"""

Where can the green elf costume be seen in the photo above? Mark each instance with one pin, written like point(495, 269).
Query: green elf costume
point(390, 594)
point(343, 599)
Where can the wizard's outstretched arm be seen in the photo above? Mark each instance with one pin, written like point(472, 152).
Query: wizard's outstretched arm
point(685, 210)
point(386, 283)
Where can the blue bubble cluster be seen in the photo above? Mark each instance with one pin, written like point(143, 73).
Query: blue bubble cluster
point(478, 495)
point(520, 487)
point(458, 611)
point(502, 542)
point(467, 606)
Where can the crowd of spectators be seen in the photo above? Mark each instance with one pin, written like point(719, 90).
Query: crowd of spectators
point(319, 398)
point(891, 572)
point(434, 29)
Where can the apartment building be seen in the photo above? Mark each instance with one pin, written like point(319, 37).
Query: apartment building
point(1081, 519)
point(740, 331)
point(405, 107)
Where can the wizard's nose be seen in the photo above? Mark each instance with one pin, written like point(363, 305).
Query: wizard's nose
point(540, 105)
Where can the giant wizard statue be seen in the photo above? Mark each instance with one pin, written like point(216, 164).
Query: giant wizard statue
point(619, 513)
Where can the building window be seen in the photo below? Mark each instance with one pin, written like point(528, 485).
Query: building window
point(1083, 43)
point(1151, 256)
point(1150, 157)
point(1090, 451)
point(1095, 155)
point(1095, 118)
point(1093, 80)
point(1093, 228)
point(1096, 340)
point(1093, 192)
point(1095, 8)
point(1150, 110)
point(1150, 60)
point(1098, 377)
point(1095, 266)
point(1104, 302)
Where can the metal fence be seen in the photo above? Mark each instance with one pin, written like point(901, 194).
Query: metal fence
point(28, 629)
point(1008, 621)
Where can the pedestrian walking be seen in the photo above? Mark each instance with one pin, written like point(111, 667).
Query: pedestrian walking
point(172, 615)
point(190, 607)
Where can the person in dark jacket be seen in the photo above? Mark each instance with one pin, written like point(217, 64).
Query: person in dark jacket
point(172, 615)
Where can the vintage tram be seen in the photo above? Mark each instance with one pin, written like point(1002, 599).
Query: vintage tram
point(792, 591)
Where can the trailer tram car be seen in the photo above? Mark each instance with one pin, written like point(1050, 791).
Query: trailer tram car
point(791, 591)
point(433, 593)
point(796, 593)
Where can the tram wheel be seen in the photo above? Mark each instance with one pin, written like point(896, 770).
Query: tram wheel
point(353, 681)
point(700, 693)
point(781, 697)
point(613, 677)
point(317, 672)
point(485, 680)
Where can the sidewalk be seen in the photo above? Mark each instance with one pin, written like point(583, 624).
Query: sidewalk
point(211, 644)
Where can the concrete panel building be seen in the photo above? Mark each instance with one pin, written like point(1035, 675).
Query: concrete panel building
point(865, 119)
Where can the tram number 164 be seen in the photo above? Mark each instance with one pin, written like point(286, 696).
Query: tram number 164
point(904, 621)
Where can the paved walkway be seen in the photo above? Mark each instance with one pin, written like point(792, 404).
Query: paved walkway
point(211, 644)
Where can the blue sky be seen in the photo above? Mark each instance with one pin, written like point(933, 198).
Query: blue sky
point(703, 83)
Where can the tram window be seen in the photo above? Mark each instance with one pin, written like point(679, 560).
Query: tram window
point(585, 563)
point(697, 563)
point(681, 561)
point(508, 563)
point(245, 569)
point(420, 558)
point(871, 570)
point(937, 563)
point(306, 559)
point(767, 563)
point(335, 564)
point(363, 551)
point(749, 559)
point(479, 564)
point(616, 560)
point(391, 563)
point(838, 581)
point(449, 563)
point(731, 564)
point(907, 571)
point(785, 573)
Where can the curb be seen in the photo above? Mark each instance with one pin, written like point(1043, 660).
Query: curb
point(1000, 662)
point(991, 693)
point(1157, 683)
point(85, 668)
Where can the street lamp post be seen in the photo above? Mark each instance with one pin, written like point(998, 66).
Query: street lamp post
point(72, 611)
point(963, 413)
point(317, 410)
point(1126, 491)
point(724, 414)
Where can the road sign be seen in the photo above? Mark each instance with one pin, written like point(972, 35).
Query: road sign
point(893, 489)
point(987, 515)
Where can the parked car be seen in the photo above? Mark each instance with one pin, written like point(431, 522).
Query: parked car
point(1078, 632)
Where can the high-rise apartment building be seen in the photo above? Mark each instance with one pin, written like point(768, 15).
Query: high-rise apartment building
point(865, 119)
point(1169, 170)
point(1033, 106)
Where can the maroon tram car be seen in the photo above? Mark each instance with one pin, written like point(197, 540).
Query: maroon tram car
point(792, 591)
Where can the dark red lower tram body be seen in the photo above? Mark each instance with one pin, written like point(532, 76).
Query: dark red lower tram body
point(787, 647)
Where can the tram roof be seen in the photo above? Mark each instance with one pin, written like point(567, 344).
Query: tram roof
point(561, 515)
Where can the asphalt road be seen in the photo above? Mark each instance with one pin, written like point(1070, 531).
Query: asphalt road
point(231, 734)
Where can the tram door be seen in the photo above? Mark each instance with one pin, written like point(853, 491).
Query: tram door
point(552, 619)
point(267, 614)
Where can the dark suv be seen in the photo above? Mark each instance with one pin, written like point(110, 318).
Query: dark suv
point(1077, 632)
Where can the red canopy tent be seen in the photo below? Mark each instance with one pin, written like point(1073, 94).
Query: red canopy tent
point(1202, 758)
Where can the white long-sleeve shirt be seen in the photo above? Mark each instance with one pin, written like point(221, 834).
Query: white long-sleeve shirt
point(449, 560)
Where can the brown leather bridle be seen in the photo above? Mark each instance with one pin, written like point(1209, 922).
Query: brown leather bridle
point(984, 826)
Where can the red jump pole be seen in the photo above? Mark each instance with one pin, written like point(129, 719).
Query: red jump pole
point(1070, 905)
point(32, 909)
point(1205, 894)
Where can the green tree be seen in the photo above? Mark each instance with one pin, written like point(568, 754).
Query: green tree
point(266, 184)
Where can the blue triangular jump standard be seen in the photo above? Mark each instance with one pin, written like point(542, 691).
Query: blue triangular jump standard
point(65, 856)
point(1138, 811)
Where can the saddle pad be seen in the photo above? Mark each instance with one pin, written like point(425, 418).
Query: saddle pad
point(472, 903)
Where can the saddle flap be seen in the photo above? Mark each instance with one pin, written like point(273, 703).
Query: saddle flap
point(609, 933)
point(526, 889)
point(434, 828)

"""

_The task:_
Can you return every one of the rows above verbatim, from the first to the last, with nothing altered?

_Finished exercise:_
Where can the green elf costume be seen in the photo above? Mark each instance with one pin, written like point(495, 269).
Query: green elf costume
point(390, 594)
point(343, 599)
Where can the wizard's outstretched arm be seen in the photo above? Mark each instance with one pin, written like point(472, 152).
Query: wizard's outstretched arm
point(685, 210)
point(386, 283)
Where can the blue bubble cluster be seen in the photo above? Mark each instance with one pin, written like point(143, 73).
Query: blue bubble cluster
point(478, 495)
point(520, 487)
point(458, 611)
point(502, 542)
point(467, 606)
Where can the crowd of spectators be seen in the photo above? Mark each instance with one pin, written like point(719, 90).
Query: crowd of spectators
point(319, 398)
point(891, 572)
point(434, 29)
Where can the apartment building be seen in the photo above? Mark each instance with one pin, written like point(319, 37).
Query: apartment building
point(1081, 519)
point(740, 331)
point(405, 107)
Where can the wizard's nose be seen in the photo above? Mark each instance with one pin, written like point(363, 305).
Query: wizard's nose
point(540, 105)
Where can the giant wizard statue be seen in the photo above? Mark each instance with one pin, written like point(216, 164).
Query: giant wizard statue
point(619, 513)
Where can the building window be seen in the photo below? Mark each instance with one pin, written like point(528, 485).
Query: building window
point(1083, 43)
point(1151, 256)
point(1150, 157)
point(1090, 451)
point(1095, 155)
point(1095, 118)
point(1093, 80)
point(1093, 228)
point(1096, 340)
point(1093, 192)
point(1095, 8)
point(1150, 110)
point(1150, 60)
point(1098, 377)
point(1095, 266)
point(1104, 302)
Where can the metal fence be seen in the photo above? Mark each instance with one pin, written like point(901, 194).
Query: metal fence
point(28, 629)
point(1008, 621)
Where can the pedestrian walking be seen in the photo above? Mark each instance with one pin, written like point(111, 667).
Query: pedestrian walking
point(172, 615)
point(190, 607)
Where can the person in dark jacket be seen in the photo above? Mark each instance with one pin, written like point(217, 64).
Query: person in dark jacket
point(172, 615)
Where can the vintage tram be seen in the photo above? Mark each instance with one pin, written like point(1002, 599).
Query: vintage tram
point(792, 591)
Where can the trailer tram car be seen in the photo above? Mark each instance with one pin, written like point(1050, 791).
Query: trailer tram car
point(791, 591)
point(433, 593)
point(796, 593)
Where can the tram wheel be seen in the photo above? Mark each instance with one pin, written like point(896, 770).
Query: tram wheel
point(353, 681)
point(700, 693)
point(781, 697)
point(613, 677)
point(317, 672)
point(485, 680)
Where can the sidewalk be seen in the photo above? Mark each instance with one pin, written like point(583, 624).
Query: sidewalk
point(211, 644)
Where can the concrete panel building be seen in the photo above? Mark each instance with one pin, written like point(1035, 675).
Query: concrete panel building
point(865, 119)
Where can the tram number 164 be seen in the photo above? Mark each instance with one pin, written like point(286, 696).
Query: tram number 164
point(904, 621)
Where can the paved walkway be seen in the photo above? Mark each instance with one pin, written like point(792, 404).
Query: paved walkway
point(211, 644)
Where can the blue sky be seen in the photo above? Mark each instance with one pin, written like point(933, 198).
Query: blue sky
point(703, 83)
Where can the tram window be seen in the photo above? Mark each instance with one pin, written like point(679, 560).
Query: tram window
point(585, 563)
point(697, 563)
point(681, 561)
point(508, 563)
point(245, 569)
point(420, 558)
point(871, 570)
point(937, 563)
point(306, 559)
point(767, 563)
point(335, 564)
point(363, 551)
point(749, 559)
point(479, 564)
point(616, 560)
point(391, 563)
point(838, 581)
point(449, 563)
point(731, 564)
point(907, 571)
point(785, 573)
Where can the curb be seen in the photo above? Mark each instance with one pin, written like point(1043, 660).
Query: curb
point(1000, 662)
point(991, 693)
point(1157, 683)
point(85, 668)
Where can the street lamp post be seen in the photo above? Mark each instance with one pin, written like point(998, 66).
Query: street lamp post
point(72, 611)
point(963, 413)
point(317, 410)
point(1126, 491)
point(724, 414)
Where can the road sign be seen in the photo above? Mark each instance with one pin, written like point(972, 35).
Query: road sign
point(893, 489)
point(987, 515)
Where can the parked car be seen in the photo above? Mark each instance with one pin, written like point(431, 522).
Query: parked car
point(1078, 632)
Where can the high-rise apartment building be seen in the photo above? Mark each instance with one pin, written like point(768, 15).
Query: high-rise apartment building
point(865, 119)
point(1169, 170)
point(1033, 106)
Where can the maroon tram car be seen in the photo above? Mark each instance with one pin, written like point(197, 540).
Query: maroon tram car
point(792, 591)
Where can the dark red lower tram body be seen in the photo above? Mark each instance with one pin, written like point(532, 76).
Query: dark red lower tram body
point(787, 647)
Where can the tram roof be seen in the photo above? Mark each instance with one pin, written like point(567, 344).
Query: tram roof
point(561, 515)
Where can the asphalt road be seen in the photo above? Mark each instance with one pin, written like point(1070, 531).
Query: asphalt road
point(231, 734)
Where can the tram door be seen in the photo above? Mark each instance with one pin, written like point(853, 491).
Query: tram door
point(552, 619)
point(267, 614)
Where can the dark suv be seen in the photo above? Mark each instance with one pin, written like point(110, 318).
Query: dark suv
point(1077, 632)
Where can the red canopy tent be seen in the photo below? Mark each instance with one pin, written like point(1073, 94).
Query: red canopy tent
point(1202, 758)
Where can the white long-sleeve shirt be seen in the photo above? Mark each instance with one pin, written like point(221, 834).
Query: white long-sleeve shirt
point(449, 560)
Where can the brown leather bridle be seen in the photo above? Mark each instance with one pin, written like point(1209, 922).
Query: brown leather bridle
point(984, 826)
Where can the red jump pole be seen in the photo above? Mark each instance with one pin, written like point(129, 719).
Query: red jump pole
point(1070, 905)
point(32, 909)
point(1205, 894)
Where can the green tree be seen in the photo above? Mark each instance with one pin, written like point(568, 754).
Query: green tree
point(266, 184)
Where can the blue triangular jump standard be seen in the photo above? Mark each instance with one pin, written like point(542, 691).
Query: blue triangular jump standard
point(65, 856)
point(1138, 811)
Where can the saddle pad be seen in the photo above? Mark each instance with one pin, written like point(425, 418).
Query: saddle pad
point(472, 903)
Where can the saddle flap be seen in the photo above? Mark each instance with one pin, written like point(273, 703).
Query: saddle flap
point(609, 933)
point(526, 889)
point(434, 828)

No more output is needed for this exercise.